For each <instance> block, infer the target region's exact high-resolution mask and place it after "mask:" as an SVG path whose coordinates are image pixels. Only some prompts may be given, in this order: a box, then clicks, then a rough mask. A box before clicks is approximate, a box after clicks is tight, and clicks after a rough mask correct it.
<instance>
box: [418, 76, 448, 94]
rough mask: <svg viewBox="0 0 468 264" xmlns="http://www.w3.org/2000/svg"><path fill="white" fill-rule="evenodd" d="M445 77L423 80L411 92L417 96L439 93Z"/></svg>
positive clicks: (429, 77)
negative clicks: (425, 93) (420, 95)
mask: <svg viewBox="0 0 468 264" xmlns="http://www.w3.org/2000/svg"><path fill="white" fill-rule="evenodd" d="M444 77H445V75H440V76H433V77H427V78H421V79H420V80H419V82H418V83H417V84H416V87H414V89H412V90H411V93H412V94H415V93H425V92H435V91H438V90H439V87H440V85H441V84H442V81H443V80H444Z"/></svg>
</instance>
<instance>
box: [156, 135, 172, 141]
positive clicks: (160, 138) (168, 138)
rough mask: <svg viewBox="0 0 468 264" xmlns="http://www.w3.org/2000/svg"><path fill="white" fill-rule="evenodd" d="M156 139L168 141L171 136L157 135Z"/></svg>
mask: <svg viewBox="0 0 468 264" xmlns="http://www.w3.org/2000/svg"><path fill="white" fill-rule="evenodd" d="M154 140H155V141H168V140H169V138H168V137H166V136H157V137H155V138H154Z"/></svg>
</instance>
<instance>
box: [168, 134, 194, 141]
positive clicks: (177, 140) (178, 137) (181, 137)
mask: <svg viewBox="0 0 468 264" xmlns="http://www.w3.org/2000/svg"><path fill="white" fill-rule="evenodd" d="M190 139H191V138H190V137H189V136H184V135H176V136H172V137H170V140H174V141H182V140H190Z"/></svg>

-*-

__Exercise brief__. Return, unchanged, every line of the items above that contains the string "positive", treating uppercase and lowercase letters as distinct.

__Answer__.
positive clicks: (429, 77)
positive clicks: (160, 138) (168, 138)
positive clicks: (177, 140) (178, 137) (181, 137)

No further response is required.